### RECORDS SHOWN
================================

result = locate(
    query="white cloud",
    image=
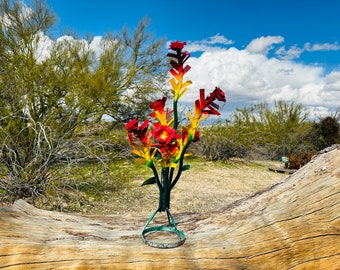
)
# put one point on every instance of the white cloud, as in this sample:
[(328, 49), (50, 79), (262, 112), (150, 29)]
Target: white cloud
[(250, 76)]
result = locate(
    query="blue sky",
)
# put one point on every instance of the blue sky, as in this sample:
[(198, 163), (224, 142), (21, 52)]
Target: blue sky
[(267, 50)]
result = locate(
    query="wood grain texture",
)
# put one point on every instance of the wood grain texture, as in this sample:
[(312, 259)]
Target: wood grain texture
[(294, 224)]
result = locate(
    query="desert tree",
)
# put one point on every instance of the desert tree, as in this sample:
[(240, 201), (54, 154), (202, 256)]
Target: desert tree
[(51, 99)]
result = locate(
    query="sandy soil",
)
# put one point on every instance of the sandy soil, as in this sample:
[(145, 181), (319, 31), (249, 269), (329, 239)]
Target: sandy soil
[(201, 189)]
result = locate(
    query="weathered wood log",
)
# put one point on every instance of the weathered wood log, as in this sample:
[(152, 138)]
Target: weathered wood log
[(294, 224)]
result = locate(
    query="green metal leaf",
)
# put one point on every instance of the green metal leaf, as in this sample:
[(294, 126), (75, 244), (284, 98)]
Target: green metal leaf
[(150, 181), (185, 167)]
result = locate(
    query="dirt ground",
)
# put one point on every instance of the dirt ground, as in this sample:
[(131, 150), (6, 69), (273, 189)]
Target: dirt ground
[(199, 190)]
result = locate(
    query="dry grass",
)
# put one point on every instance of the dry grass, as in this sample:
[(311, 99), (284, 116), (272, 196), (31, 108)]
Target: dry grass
[(205, 187)]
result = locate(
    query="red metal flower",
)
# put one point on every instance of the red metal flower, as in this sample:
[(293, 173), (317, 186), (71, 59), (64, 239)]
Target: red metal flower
[(158, 105), (135, 131)]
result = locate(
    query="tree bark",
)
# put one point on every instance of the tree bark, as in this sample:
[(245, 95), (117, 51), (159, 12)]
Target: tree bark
[(294, 224)]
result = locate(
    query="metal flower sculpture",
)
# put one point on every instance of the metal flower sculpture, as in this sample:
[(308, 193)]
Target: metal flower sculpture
[(163, 143)]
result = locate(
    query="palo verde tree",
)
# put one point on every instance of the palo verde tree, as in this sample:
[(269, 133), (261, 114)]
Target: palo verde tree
[(272, 132), (47, 97)]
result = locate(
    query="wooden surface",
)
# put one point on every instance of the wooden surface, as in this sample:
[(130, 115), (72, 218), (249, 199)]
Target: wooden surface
[(294, 224)]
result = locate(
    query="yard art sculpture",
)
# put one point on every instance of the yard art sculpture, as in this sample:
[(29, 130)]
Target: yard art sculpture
[(164, 143)]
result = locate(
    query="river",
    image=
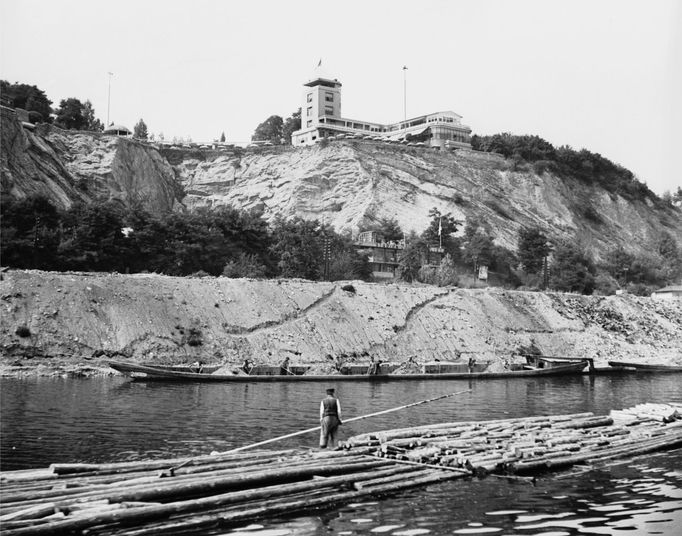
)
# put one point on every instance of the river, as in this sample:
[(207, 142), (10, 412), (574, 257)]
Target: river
[(45, 420)]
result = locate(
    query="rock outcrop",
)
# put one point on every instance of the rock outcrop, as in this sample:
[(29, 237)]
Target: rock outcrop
[(71, 166), (50, 316), (342, 184)]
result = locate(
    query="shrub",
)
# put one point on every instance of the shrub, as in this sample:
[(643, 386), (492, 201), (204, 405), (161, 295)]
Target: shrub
[(23, 331), (245, 266), (194, 337), (640, 289), (605, 285)]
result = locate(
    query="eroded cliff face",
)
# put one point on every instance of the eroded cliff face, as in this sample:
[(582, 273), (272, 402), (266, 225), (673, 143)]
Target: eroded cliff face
[(69, 166), (346, 182), (148, 317), (341, 184)]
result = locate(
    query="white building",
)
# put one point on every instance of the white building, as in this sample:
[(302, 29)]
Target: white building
[(321, 118)]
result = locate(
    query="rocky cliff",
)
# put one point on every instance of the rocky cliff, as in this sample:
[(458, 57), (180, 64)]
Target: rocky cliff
[(342, 184), (72, 166), (51, 318)]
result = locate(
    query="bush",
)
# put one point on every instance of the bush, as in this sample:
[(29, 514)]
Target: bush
[(23, 331), (605, 285), (640, 289), (245, 266), (194, 337)]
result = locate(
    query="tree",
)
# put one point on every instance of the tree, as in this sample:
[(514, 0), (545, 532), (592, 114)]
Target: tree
[(70, 114), (270, 130), (291, 124), (446, 274), (478, 249), (533, 249), (29, 98), (91, 123), (572, 269), (298, 247), (140, 130), (441, 230), (30, 232), (415, 250)]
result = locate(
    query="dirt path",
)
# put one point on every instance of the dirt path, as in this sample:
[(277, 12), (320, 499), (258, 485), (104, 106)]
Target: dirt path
[(70, 322)]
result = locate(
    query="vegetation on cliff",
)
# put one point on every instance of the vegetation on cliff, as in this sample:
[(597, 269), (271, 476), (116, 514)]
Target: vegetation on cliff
[(105, 237), (584, 165), (225, 241)]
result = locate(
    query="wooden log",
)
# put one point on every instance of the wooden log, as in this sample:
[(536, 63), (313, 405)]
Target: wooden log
[(285, 507), (105, 492), (30, 512), (191, 506)]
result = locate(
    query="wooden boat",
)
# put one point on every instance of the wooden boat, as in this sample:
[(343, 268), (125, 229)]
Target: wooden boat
[(150, 373), (645, 367), (208, 369)]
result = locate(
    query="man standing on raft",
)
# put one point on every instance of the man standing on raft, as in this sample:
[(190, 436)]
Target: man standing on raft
[(330, 419)]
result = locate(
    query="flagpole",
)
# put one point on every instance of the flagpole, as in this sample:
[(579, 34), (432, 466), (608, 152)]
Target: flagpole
[(405, 93)]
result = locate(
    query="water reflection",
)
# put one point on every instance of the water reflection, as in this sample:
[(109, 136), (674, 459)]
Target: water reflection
[(110, 419)]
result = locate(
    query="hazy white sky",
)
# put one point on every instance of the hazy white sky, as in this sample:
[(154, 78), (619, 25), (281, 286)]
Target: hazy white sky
[(601, 74)]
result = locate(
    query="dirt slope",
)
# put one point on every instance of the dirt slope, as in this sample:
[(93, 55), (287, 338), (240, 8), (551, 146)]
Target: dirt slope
[(341, 184), (75, 317)]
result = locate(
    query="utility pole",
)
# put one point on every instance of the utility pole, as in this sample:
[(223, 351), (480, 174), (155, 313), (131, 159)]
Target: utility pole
[(405, 93), (108, 99)]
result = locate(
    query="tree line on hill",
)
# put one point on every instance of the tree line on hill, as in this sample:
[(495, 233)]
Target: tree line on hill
[(233, 243), (223, 241), (586, 166)]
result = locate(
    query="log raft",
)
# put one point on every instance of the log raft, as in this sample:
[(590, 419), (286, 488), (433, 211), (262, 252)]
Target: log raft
[(184, 494)]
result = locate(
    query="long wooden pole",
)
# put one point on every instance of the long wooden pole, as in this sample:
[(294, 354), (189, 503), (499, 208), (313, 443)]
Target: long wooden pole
[(294, 434)]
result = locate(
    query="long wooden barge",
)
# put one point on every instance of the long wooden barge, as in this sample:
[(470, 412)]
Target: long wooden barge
[(150, 373), (180, 495), (644, 367)]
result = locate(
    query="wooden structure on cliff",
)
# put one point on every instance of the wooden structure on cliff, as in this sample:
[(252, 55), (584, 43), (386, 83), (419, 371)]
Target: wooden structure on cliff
[(180, 495)]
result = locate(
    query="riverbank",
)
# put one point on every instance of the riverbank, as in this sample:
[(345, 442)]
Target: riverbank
[(73, 323)]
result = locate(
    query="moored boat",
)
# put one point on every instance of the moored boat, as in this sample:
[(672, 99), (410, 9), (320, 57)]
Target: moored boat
[(645, 367), (151, 373)]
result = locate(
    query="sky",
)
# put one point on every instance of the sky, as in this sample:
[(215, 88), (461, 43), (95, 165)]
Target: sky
[(605, 75)]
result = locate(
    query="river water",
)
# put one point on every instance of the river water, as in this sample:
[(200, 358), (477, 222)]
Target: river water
[(112, 419)]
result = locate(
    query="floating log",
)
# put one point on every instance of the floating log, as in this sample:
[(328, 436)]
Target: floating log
[(182, 494)]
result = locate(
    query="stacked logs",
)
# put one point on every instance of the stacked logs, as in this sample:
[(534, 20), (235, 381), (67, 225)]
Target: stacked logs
[(148, 497), (530, 445), (179, 495)]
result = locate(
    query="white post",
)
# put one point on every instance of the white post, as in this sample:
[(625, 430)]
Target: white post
[(108, 99), (405, 93)]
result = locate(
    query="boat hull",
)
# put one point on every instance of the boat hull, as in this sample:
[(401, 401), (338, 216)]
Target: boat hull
[(644, 367), (156, 374)]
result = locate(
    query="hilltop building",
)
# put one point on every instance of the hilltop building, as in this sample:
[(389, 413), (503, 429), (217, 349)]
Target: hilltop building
[(321, 118)]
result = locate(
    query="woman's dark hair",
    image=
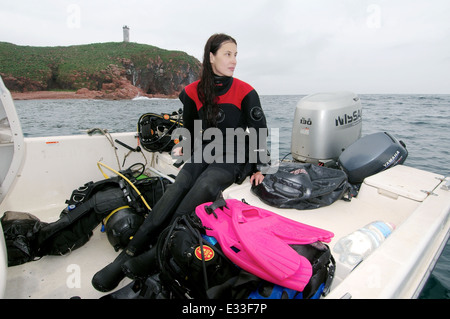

================================

### INSTRUCTIONS TO FOLLOW
From the entries above, copy every line that contains the string "standing", counting only matches with the same uppercase and lowercase letters.

### COMPLETE ANSWER
    query="man standing on raft",
# put one point on every instance of the man standing on raft, as in this sample:
Target: man standing on raft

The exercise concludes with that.